▸ **Exercise prompt**
Please copy out all lines of the entries that contain the word "coordinates".

▸ **Task input**
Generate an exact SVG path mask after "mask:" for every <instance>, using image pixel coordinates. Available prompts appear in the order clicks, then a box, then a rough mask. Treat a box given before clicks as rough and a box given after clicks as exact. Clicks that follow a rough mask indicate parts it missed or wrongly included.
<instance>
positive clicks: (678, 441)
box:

...

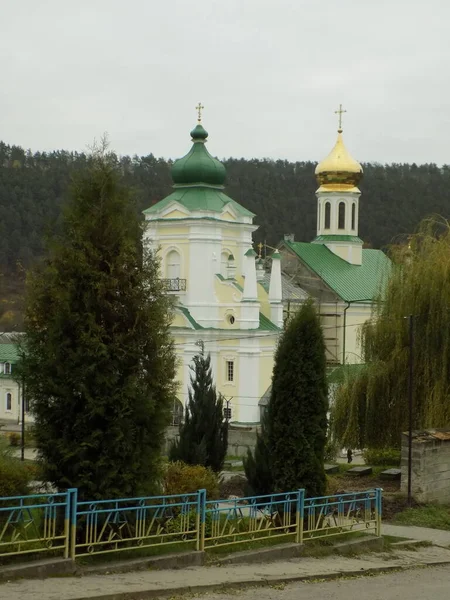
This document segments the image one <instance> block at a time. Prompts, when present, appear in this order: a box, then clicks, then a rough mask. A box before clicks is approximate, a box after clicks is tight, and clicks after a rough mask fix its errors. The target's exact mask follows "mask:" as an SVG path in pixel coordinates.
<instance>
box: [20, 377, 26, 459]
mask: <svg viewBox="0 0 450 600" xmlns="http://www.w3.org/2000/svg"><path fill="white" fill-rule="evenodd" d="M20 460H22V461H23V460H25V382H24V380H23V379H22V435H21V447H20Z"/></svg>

▸ **Solution**
Generate an exact SVG path mask after "mask:" for every <instance>, using image pixel coordinates. Available prompts appear in the order clicks, then a box, then a rough mask. Treat a box given before clicks as rough and a box given after clicks as exact. Clicks that follow a rough mask indicate parts it missed or wrongly included.
This document segments the image one <instance> block at a time. Prompts, when present, appear in this order: a box, then clicks, then a rough mask. A box before clicks is approximate, a box after clicks is tight, and clicks after a rough mask fix its errors. The target's exact mask follows "mask:" as an SVG path in pixel coordinates.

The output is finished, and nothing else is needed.